Records for this task:
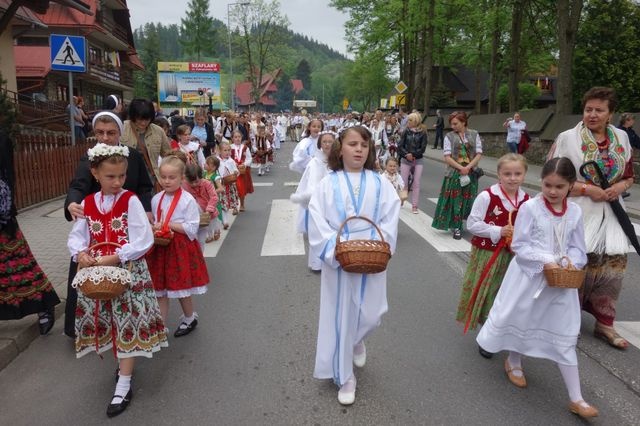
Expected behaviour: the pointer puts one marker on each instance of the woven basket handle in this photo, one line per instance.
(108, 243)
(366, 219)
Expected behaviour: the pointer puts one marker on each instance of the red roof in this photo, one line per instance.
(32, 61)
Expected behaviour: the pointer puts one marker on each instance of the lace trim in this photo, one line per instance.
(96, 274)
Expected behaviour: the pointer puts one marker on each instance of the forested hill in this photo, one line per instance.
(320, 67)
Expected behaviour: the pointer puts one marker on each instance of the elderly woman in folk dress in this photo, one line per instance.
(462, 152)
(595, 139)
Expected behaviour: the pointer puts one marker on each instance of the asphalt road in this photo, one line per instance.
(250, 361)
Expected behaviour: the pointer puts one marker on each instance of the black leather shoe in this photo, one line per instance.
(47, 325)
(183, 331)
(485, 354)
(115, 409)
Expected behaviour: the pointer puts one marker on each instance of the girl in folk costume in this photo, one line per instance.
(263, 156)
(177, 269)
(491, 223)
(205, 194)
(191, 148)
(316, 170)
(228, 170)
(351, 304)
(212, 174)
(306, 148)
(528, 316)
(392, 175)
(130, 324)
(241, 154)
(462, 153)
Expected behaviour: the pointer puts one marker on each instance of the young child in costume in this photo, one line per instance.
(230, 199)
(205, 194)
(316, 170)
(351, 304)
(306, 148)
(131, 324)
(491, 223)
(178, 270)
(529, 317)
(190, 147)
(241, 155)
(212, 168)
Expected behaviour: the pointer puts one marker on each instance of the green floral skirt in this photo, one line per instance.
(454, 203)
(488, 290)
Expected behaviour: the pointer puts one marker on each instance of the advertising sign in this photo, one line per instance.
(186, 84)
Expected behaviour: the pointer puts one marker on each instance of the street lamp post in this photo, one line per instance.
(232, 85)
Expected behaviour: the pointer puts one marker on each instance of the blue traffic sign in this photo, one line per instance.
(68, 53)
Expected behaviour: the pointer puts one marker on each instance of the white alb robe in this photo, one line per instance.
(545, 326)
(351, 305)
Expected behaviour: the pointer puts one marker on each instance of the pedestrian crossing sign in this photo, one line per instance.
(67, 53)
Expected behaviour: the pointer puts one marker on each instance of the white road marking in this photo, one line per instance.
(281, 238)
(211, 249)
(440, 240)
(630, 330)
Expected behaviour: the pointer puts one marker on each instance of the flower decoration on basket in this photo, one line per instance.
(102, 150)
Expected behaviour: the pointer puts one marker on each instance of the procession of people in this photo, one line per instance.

Work to complete:
Do not copy the pictures, but repeat every line exactly.

Problem solution:
Expected behaviour: the pointer puts one marker on each instance of the woven basket handle in this photo, one line per instance.
(108, 243)
(366, 219)
Expected behaviour: the pointer puts one marker on each instance of the red roof in this photo, one line per instance.
(32, 61)
Expected behaviour: the pointer puts one marker on each instance of the lace trim in this photo, one line per instance.
(96, 274)
Expected behaviour: the pointer puts one marker on each instance of the forested hill in this photo, one line per instance.
(320, 67)
Expected behaviour: the pointer puts one marker on each instance of the elderly woman in folk dress in this photo, one line per instance.
(462, 152)
(595, 139)
Expected behaviour: the pointer puts one marker on each instance of the asphalt road in this photo, one line per instance.
(250, 361)
Expected behaviour: the pointer puts one marker on each instance of the black leather shoe in this photo, one line per instance.
(47, 325)
(183, 331)
(485, 354)
(115, 409)
Expected behaviour: the pointer puts one marker on each instance of the girl in folk costume in this photo, one line per instance.
(263, 156)
(177, 269)
(491, 223)
(205, 194)
(191, 148)
(316, 170)
(228, 170)
(351, 304)
(212, 174)
(306, 148)
(528, 316)
(392, 175)
(130, 324)
(241, 154)
(462, 153)
Expected behaviour: the pointer puts one marker on each instance of the young child in costume in this photo, one line per instance.
(230, 199)
(205, 194)
(316, 170)
(351, 304)
(306, 148)
(131, 324)
(491, 223)
(178, 270)
(529, 317)
(190, 147)
(241, 155)
(212, 168)
Expected behaviour: the pointer puts one marker on each instance of the green floral skirt in this photo, one line per instance.
(454, 203)
(488, 290)
Expected behaviour: the pointer puts one marker on each instance of the advertising sign in this photo, one line per instance.
(186, 84)
Expected behaviour: the pointer puts one marker on each instance of the street lamp post in this photo, one line per instance.
(232, 85)
Expected behaviour: the pointer puts one marker on each instance of the blue traffic sign in this photo, one line per instance.
(68, 53)
Expected behaviour: the pointer puts one marker on each instance of the white alb robe in this photo, one line per instance.
(545, 326)
(351, 305)
Expected behaviour: the pointer puts one marker on each instance of the pedestrian crossing sign in this photo, one line per instance.
(67, 53)
Expected behaviour: the pointer puts one marker on each instance of the white road marking in this photo, one line per instance.
(281, 238)
(211, 249)
(440, 240)
(630, 330)
Expected behaviour: the pointer puts one marker on each instance of the flower decoration on basket in this photo, one line per instance.
(102, 150)
Expected behaviour: the pointer puts one marker on each instance of the procession of people in this photo, one line per instance.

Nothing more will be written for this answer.